PROBLEM DETAILS:
Set down the material once more, exactly as it appears.

(Pointing dataset excerpts)

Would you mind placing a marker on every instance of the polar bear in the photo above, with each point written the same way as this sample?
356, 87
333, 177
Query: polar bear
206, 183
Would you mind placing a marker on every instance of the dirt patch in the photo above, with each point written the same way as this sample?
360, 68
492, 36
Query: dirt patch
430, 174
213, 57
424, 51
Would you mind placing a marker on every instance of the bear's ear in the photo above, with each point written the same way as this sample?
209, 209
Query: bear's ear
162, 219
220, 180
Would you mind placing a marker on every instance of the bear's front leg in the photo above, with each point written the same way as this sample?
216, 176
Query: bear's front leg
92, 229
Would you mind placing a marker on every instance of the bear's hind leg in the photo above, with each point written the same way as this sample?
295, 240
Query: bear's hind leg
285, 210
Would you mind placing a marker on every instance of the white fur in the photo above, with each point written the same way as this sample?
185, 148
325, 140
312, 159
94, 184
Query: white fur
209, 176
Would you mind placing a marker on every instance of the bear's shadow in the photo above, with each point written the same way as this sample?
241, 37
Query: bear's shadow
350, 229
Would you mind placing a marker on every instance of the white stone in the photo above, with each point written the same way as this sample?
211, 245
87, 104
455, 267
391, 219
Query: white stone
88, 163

THE REPLY:
Would you mind placing a marker on every instance of the polar bear in the photo above, with each point written the same way as this sample?
356, 87
333, 177
Query: polar bear
206, 183
Would you mind placing a marker on every instance of the dirt patch in the photo above, with each point written the same way as this sample?
360, 68
492, 36
Query: dirt patch
430, 174
213, 57
424, 51
Would you mind placing a marker on every instance of the bear's ear in the photo above, with each point written the same way as this sample?
209, 209
Query: bear's ear
162, 219
220, 180
Would you mind placing a marker on every instance of the bear's front leg in the photo above, with each point written the same way as this sample?
216, 176
Query: bear's front leg
92, 229
Would you mind placing a marker on every instance of the bear's hind leg in the photo above, with each point written the same way as this sample?
295, 240
Query: bear's hind leg
285, 210
Would you mind placing a marker on every instance of the white fur in the photo above, with each point written the same way as this sample?
185, 148
325, 140
312, 159
94, 184
Query: white fur
209, 176
Would you mind placing a marker on every instance of the bear's shadow in the photo above, with each point written the same way as this sample?
241, 37
Query: bear's shadow
350, 229
Would you mind placing a marker on every instance of the white stone in the photo above, with each point written the same way as this sample?
211, 245
87, 104
455, 267
391, 219
Query: white stone
88, 163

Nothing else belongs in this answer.